_Exercise data_
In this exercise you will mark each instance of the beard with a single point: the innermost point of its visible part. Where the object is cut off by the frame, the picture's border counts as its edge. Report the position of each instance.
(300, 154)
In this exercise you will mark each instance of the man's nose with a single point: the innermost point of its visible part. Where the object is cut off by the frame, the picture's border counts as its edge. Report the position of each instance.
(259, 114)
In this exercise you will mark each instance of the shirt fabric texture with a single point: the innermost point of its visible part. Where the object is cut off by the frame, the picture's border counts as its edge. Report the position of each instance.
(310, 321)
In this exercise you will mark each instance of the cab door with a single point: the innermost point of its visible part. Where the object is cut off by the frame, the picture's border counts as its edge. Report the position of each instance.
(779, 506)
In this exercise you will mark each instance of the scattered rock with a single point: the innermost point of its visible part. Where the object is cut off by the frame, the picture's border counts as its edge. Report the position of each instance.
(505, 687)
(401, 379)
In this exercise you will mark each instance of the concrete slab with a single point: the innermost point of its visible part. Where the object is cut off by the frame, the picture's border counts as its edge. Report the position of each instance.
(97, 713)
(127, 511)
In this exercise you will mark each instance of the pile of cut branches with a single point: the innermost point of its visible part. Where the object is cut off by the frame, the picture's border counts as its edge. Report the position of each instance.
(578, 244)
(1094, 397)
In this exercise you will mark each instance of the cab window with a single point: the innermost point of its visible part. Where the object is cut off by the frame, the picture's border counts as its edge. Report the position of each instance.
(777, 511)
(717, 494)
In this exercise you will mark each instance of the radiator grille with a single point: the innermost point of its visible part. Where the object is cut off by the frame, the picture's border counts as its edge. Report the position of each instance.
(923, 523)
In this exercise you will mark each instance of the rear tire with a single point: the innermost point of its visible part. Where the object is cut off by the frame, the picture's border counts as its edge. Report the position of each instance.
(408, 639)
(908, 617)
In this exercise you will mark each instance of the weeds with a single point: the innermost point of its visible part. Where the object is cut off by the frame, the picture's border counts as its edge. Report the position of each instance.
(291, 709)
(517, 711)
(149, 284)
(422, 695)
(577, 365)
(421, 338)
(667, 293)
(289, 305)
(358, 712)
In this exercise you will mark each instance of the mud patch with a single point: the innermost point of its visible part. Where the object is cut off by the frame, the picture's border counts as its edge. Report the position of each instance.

_What this task involves_
Repeat the records above exactly, from the first line to the last.

_Answer_
In this exercise you will mark each instance of the beard with a single point: the innermost point of its visible part. Where the object is cut off by the frame, the picture's border counts as its edge. Report the position of each instance.
(300, 154)
In this exercise you will mark each instance of the man's nose with a single point: the innermost point of its visible part. Where the object is cut off by the frame, the picture's border counts as its edge. Report the position of each instance.
(259, 114)
In this exercise you will mark each instance of the shirt fabric texture with a single point: the innermost point of its visible part. Where the object is cut off by the frame, the picture's border counts as its edge. Report the position of each instance.
(310, 321)
In this exercise you will mark each instance of the cab door with a single point: the innermost point of its visible part. Where the object is cut off by the frame, the picture's border counts as its edge. Report the position of each instance.
(779, 506)
In this exercise you will mark each instance of the scattered rock with a single point: the innermost point of its visible part. Where the object is cut off by the frame, the picture's border counts as its edge. Report the position of each instance.
(505, 687)
(401, 379)
In this exercise you will mark each instance of the concrete slab with a single point: the innermost point of its visible part. Where the object is cut off by the frame, the picture's border counts as its edge. Report the position of each instance.
(97, 713)
(127, 511)
In this exercise you will mark each instance of the pile of cut branches with a single point: the innermost point of its visible part. Where the object is cut off by the frame, the picture's border counts as its edge. Report the position of each instance.
(578, 244)
(1094, 397)
In this exercise you will mark each instance of the cab window with a single point: the innermost point of its visible part. Where the object is cut off by the frame, the picture's border counts as its edge. Report the position of each instance.
(777, 511)
(717, 494)
In this exercise you will mark each instance of the radiator grille with a single point: the innermost point of its visible part. Where the object is cut off by the frame, the picture's border counts as its edge. Report the position of each instance.
(923, 523)
In this exercise you will mark each instance of the rear tire with a single point: the innermost point of its visible part. Where the object is cut off by the frame, the picture's border counts as its edge. Report the position of each instance.
(408, 639)
(908, 617)
In this exercise you will mark each instance of the weeds with a single point: the innermost point of its visible part. Where the object is cut off by the frame, the picture's border counts as its edge. Report the position of each instance.
(291, 709)
(517, 711)
(149, 284)
(422, 695)
(577, 365)
(421, 338)
(667, 293)
(289, 305)
(358, 712)
In this exercise you will mark each instance of the mud patch with a single point: the innermost point of its visible part. Where the object is cut off by the frame, the picture's border counts as its edge. Report the position of each instance.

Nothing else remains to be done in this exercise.